#### Excerpted passage:

• • •

Organization: Sri Lanka Wildlife Conservation Society
Location: Himbiliyakade forest, Sri Lanka
Research: Saving Elephants by Helping People: Field Scouts Program
Species/Topic: Sri Lankan Elephant (Elephas maximus maximus)
Abstract: The Sri Lanka Wildlife Conservation Society has been developing community-based initiatives for the past eight years to address the issues of human- elephant conflict (HEC) for the long-term conservation of the endangered Sri Lankan elephant (listed in CITES Appendix I). The mission of the SLWCS is to enable communities to balance ecosystem protection and economic development by pioneering a model for sustainable conservation. We have realized that community development and sustainable economic development must be ultimate goals that coincide with our conservation and scientific research efforts. The overall vision of SLWCS is to develop a new model for sustainable conservation with the following goals: 1) the protection of biodiversity in priority areas, 2) the promotion of sustainable use of biodiversity, and 3) the strengthening of rural institutions and promoting cooperative governance and community involvement in conservation. The Field Scouts Program (FSP) was developed with such an aim in mind. The FSP is a community integrated field research program that involves training villagers to carry out the data collection, data storing and some limited analysis on the ecology of elephants to resolve HEC. Lack of empirical data on the local elephant population is a deficiency that hinders the efforts to resolve HEC as well as address other elephant conservation issues successfully. While mostly anecdotal evidence exists a focused effort to collect empirical biological and ecological data on the elephant populations at our project sites is needed. Such data will be necessary and important for the following reasons: 1) to develop conservation management strategies which include the resolution of HEC. 2) To provide ecological data when village expansion is planned at the local level, and at the national level when government authorities enact rural development programs. 3) To develop alternative economic incentives to reduce dependency on agriculture. If we know the population biology and the ecology of the local elephants our efforts can be more effective. The FSP is a pioneering attempt initiated by the SLWCS to build the capacity of local people to participate in wildlife research and conservation in an effort to promote a new paradigm for sustainable conservation.

• • •

#### Source information:
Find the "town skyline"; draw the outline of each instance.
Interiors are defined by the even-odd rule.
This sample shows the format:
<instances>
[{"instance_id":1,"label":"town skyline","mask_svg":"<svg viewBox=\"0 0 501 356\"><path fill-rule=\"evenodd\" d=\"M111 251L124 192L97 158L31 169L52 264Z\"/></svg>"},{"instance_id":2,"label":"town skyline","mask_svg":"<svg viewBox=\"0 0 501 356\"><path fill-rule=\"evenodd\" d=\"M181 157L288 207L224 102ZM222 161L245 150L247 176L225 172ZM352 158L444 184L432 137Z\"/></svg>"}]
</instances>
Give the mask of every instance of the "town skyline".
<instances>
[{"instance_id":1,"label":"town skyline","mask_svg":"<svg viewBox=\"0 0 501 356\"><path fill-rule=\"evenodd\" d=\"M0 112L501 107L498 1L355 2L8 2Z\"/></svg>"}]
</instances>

• • •

#### Exercise:
List every goal that the abstract on the Field Scouts Program gives for the overall vision of the SLWCS.

#### Your response:
1. The protection of biodiversity in priority areas
2. The promotion of sustainable use of biodiversity
3. The strengthening of rural institutions and promoting cooperative governance and community involvement in conservation